** BEGIN MATERIAL SUPPLIED **

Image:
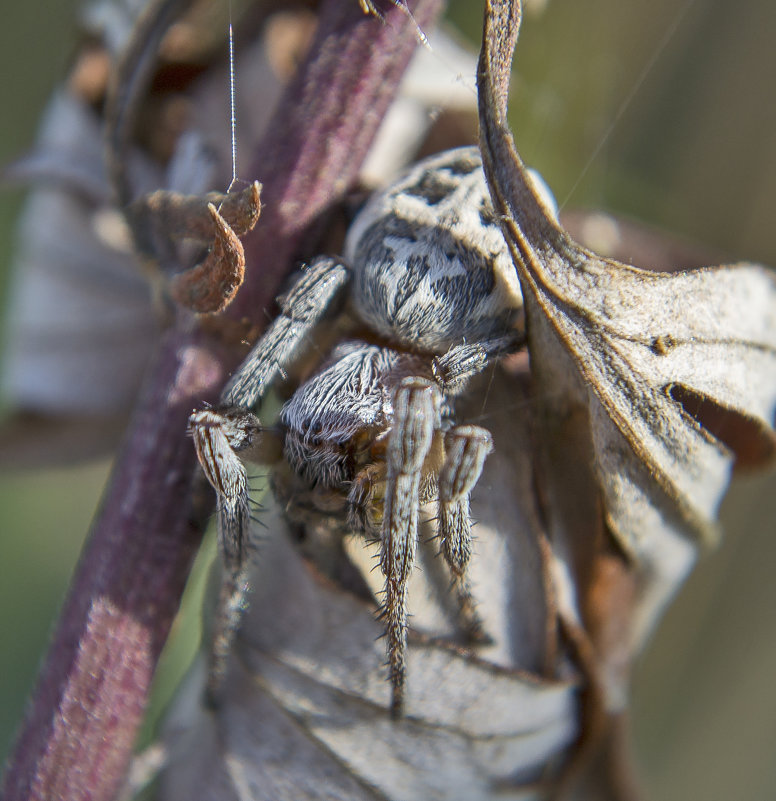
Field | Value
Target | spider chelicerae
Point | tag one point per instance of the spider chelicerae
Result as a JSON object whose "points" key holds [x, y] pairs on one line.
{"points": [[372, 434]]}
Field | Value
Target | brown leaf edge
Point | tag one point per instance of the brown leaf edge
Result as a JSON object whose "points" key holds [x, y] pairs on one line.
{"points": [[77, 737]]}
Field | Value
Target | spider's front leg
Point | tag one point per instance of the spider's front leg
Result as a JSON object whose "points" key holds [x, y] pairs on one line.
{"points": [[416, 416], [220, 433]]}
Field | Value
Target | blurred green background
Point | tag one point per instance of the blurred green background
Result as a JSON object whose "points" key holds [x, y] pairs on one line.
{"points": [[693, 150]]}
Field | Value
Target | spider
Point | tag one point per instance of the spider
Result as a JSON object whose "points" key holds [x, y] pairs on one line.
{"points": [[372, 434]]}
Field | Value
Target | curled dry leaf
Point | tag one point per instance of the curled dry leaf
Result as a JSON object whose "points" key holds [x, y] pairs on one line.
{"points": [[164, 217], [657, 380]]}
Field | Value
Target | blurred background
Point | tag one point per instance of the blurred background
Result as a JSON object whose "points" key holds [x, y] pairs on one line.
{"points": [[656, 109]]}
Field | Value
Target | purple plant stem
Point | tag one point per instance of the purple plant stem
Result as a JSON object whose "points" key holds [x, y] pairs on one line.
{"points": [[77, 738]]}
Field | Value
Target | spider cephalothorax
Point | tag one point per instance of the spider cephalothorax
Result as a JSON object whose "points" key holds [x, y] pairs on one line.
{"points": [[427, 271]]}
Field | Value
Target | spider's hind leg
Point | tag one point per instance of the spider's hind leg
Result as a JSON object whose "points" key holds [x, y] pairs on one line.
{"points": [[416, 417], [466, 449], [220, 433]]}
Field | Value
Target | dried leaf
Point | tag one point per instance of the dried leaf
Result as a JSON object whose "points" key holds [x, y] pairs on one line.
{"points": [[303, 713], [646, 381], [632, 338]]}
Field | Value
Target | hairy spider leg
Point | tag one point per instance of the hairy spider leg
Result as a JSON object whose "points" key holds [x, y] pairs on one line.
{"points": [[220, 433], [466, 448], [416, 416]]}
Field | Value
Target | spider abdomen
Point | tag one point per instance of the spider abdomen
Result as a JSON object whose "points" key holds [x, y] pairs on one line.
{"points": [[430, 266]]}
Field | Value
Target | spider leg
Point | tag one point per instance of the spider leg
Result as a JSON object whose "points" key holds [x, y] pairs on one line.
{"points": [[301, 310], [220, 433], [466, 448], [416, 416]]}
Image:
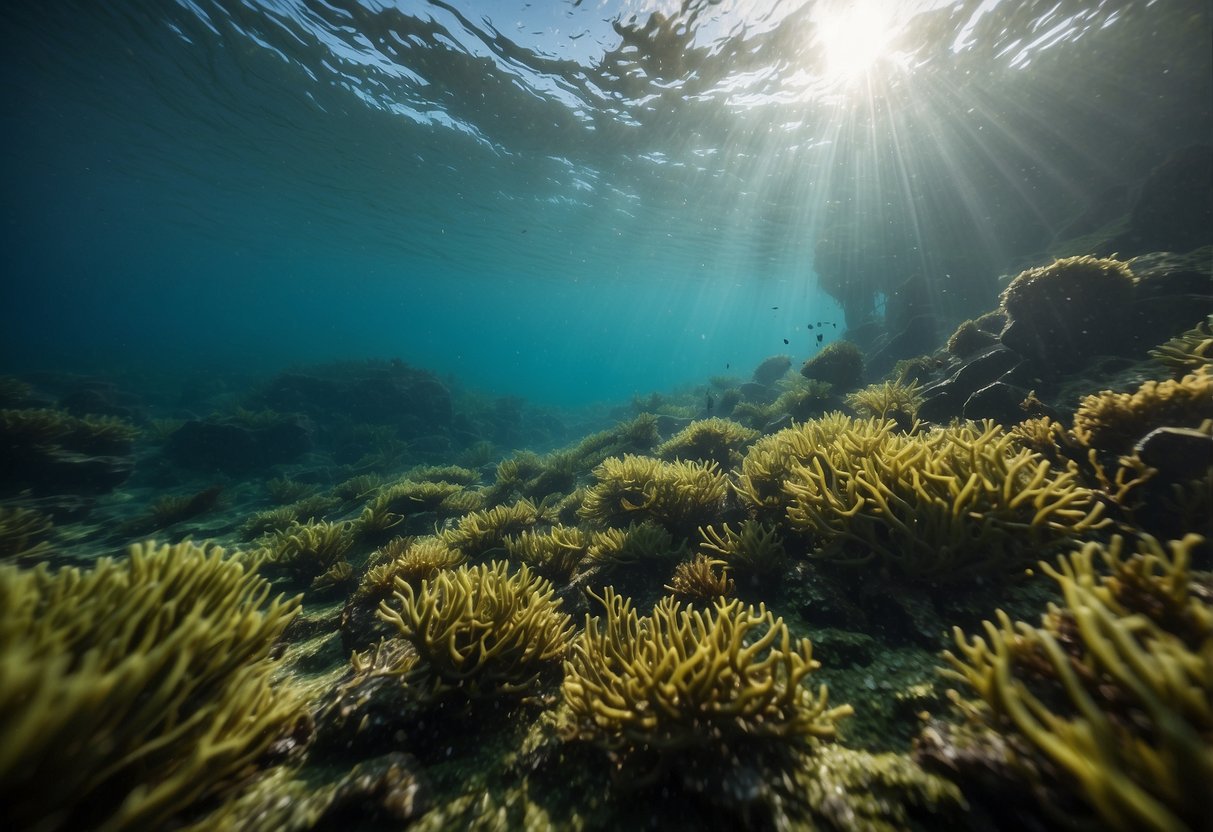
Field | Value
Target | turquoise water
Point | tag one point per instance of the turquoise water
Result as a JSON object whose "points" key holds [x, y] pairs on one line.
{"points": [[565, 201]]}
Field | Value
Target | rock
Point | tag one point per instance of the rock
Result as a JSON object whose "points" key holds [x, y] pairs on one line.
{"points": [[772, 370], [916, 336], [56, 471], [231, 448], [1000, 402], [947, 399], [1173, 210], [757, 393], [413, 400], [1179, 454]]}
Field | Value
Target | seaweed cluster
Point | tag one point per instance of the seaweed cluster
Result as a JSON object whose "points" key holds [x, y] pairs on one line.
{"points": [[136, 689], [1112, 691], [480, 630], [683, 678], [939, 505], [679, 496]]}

** END MATERIAL SUPPLIED **

# DIRECTIONS:
Retype the whole listing, keeping every line identical and omitting all pictures.

# SOLUTION FOR THIS EXERCISE:
Image:
Field | Value
Target | spider chelicerae
Point | tag one point per instance of the spider chelicerae
Result as a JSON object whose "points" key holds [x, y] pairs on one line.
{"points": [[372, 434]]}
Field | Value
Target | brown leaf edge
Point | tag one point per instance of the brown leaf edge
Result as a JSON object whose "points" key holds [x, y] pairs on one line.
{"points": [[77, 737]]}
Field | Value
Target | spider's front leg
Point | tag one point per instance of the spider's front leg
Result as a JSON object whose "points" key holds [x, y] pairs on one line.
{"points": [[416, 416], [220, 433]]}
Field | Value
Target | blurred green background
Point | tag one point per instance of the blurred green background
Result as a JSON object whose "points" key holds [x, y] pairs on one line.
{"points": [[693, 150]]}
Field | Value
Target | spider
Point | tag one point per instance of the spider
Result as a JSON object whose "points" key holds [x, y] pairs on one line.
{"points": [[372, 434]]}
Field | Value
Target | curled dry leaf
Point | tag one point per instance of the curled dry leaf
Result as a JSON object whose "points" key holds [x, y] pairs on one line.
{"points": [[164, 217], [657, 380]]}
Field | Value
Target | blurred background
Point | tag one point per instance of the blurred background
Result as a JSON object whose "points" key holds [x, y] pairs on one line.
{"points": [[656, 109]]}
Field | Value
Target | purple plant stem
Point | tag one point per instance of the purple plant stem
Result as a JSON object whose "points" key holds [x, y] pairs on one line.
{"points": [[77, 738]]}
Field | Value
Target | spider cephalothorax
Point | tag one point per instance of the spider cephalothorax
Result as a JSON object whose "points" key holds [x, y] pairs on one line.
{"points": [[427, 271]]}
Field | Value
Target | spider's hind leg
Point | tag one point per instance of the spider's hind leg
Result as a JSON object whose "points" key holds [x, y] pairs on one line.
{"points": [[416, 417], [466, 449], [220, 433]]}
Field | Value
Target | dried leaf
Point | tag one point per instance of the dried leaf
Result as a JSON object whose "points" key holds [x, y] pairs on one line.
{"points": [[303, 713], [646, 381], [632, 338]]}
Field | Value
Target | hairy spider leg
Point | tag one point per instance of the hairy spider leg
Result as a JSON object whose "points" key holds [x, y] pairs on one line.
{"points": [[220, 433], [466, 448], [416, 416]]}
Field | Value
Target | spider abdomen
Point | tag one point per instance of the spider abdomen
Result as a JSON object whose "points" key holds [x, y] pairs on one line.
{"points": [[430, 266]]}
Field | Value
Target | spider leg
Point | tag one point per instance of the spider leg
Result as a JSON object whose "points" key holds [x, y] pairs on one line.
{"points": [[301, 310], [220, 433], [466, 448], [416, 416]]}
Image:
Field | Value
Target | turquoise water
Point | tag one point per instance of the turquoise water
Result as a JSON object whose "points" key holds [x, y] pairs on one line.
{"points": [[565, 201]]}
Field | Value
Target | rock
Point | tag one point per instance of the rock
Result as a JSON object whose "points" key holds [x, y] pairs on one line.
{"points": [[772, 370], [916, 336], [56, 471], [231, 448], [1000, 402], [947, 399], [1173, 210], [757, 393], [413, 400], [1179, 454]]}
Field | Value
Target | seaweed cluster
Point | tag one point per instance of the seaweed cluster
Result as a JSON object whose "points" key holds [x, y] pairs on one line.
{"points": [[136, 689], [1112, 691], [480, 630], [683, 678], [939, 505], [679, 496]]}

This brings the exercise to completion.